══ EXTRACT ══

The essential idea is that free electrons can exist as a kind of cloud within a material. (The so-called 'electron-gas' theory.) When there is an applied electric field between the two ends, this field accelerates the cloud of charges in a particular direction. As they accelerate under that force, they eventually collide with an atom (electrons are very much lighter than heavy metallic atoms), where it is presumed that they simply come to an abrupt stop. They then start back up again under the electric field accelerating potentials, accelerating until the next impact happens. On average, there is a certain average velocity called the "drift velocity" and given the time between collisions you can then get the "mean free path" that they achieve before hitting another atom, again, and stopping. The average speed reached is \$v = \mu \mathscr{E}\$, where \$\mathscr{E}\$ is the electric field usually in \$\frac{volts}{meter}\$ and \$\mu\$ is the mobility in \$\frac{meter^2}{volt\cdot second}\$. You can experimentally approach getting the mobility of a material using one of several methods, which include time of flight (using thicker materials) and using an impulse voltage and observing the resulting current impulse response function (thinner materials.) Similar concepts apply to positive charges.

Energy is lost into increasing the vibrational energy of the impacted atoms. This becomes heat.

═══
══ SUPPLIED DATA ══

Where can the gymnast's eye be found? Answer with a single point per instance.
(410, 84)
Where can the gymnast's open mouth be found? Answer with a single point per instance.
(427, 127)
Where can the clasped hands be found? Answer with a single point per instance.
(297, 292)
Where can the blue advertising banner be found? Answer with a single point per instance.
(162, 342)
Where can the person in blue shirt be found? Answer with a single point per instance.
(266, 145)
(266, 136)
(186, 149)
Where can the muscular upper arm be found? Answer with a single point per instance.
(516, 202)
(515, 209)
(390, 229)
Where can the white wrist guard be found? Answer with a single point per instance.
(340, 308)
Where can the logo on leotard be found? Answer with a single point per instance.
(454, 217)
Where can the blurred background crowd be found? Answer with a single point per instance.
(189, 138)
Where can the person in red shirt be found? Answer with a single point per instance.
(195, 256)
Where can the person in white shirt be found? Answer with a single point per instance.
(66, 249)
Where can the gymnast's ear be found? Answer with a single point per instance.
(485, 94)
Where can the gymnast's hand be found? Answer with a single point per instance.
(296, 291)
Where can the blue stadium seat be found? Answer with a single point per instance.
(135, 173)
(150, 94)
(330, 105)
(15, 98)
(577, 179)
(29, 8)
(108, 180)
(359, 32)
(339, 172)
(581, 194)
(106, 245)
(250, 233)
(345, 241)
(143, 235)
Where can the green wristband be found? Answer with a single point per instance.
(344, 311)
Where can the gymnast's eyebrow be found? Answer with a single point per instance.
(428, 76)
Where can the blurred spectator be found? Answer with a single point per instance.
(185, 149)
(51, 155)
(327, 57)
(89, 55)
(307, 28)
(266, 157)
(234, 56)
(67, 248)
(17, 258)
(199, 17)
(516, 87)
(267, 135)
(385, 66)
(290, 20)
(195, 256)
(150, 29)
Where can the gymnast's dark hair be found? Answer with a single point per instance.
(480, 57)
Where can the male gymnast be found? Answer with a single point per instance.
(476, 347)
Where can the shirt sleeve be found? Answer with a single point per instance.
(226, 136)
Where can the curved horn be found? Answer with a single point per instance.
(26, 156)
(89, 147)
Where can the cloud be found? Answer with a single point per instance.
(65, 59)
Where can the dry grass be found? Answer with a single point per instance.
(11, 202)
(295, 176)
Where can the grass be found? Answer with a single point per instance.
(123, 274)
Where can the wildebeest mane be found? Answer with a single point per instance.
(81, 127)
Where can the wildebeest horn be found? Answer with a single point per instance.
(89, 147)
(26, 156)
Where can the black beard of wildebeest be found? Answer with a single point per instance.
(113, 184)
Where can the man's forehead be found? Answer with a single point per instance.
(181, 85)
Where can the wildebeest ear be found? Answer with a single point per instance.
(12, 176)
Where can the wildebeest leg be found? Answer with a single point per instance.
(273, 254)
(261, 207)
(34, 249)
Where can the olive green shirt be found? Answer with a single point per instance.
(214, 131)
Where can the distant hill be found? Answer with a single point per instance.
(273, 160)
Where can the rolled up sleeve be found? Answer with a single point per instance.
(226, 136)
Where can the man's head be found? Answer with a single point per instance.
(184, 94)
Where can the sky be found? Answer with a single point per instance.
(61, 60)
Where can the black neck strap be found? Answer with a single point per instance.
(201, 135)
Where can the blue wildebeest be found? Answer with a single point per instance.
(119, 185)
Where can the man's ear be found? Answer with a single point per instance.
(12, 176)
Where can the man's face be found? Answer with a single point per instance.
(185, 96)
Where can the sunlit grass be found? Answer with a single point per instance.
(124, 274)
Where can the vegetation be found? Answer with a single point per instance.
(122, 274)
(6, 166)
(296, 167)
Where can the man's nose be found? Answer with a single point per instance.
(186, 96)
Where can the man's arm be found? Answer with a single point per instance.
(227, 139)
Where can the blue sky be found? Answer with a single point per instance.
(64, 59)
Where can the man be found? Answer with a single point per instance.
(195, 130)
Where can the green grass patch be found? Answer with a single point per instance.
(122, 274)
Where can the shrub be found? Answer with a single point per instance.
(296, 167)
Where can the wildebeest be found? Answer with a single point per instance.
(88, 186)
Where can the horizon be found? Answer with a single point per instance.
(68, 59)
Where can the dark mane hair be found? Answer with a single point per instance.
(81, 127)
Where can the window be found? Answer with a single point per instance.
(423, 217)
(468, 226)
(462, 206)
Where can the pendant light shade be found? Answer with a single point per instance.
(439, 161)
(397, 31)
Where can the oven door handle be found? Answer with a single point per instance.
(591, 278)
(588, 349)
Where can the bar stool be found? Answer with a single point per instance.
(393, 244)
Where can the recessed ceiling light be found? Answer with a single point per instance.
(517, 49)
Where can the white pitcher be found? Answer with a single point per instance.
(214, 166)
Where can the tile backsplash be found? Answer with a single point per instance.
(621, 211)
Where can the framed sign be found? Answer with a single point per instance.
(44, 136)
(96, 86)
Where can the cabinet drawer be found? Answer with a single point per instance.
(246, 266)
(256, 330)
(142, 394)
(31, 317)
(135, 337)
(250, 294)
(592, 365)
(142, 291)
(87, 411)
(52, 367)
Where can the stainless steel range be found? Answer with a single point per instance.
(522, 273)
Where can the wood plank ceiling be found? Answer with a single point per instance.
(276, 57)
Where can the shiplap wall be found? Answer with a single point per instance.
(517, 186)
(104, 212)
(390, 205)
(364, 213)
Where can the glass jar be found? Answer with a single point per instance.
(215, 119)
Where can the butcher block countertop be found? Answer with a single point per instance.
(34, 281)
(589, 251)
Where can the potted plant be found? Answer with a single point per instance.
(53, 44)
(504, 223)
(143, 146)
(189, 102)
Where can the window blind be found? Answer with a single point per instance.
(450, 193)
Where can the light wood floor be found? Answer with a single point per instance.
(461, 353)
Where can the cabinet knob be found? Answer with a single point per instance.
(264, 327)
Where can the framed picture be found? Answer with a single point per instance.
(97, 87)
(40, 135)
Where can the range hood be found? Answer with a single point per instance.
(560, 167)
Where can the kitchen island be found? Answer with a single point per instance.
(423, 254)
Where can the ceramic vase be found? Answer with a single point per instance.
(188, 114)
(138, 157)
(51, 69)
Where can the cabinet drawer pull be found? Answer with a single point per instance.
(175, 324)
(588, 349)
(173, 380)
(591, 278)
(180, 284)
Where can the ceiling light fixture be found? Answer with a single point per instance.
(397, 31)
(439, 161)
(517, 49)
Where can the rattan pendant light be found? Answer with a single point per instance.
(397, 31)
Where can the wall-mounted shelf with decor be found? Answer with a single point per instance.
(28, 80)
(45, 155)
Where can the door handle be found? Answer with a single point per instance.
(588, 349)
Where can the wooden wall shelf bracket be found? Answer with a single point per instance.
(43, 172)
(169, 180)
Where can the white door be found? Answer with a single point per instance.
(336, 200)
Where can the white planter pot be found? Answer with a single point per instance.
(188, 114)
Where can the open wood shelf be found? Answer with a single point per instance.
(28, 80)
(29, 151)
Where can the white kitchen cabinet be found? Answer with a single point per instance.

═══

GIVEN EXERCISE:
Answer these questions from the electron-drift explanation, one per line:
1. According to the electron-gas theory, in what form can free electrons exist within a material?
2. Which method for measuring mobility is used with thinner materials?
3. What happens to the energy lost in collisions?

SOLUTION TO THE PROBLEM:
1. As a kind of cloud.
2. Applying an impulse voltage and observing the resulting current impulse response function.
3. It increases the vibrational energy of the impacted atoms and becomes heat.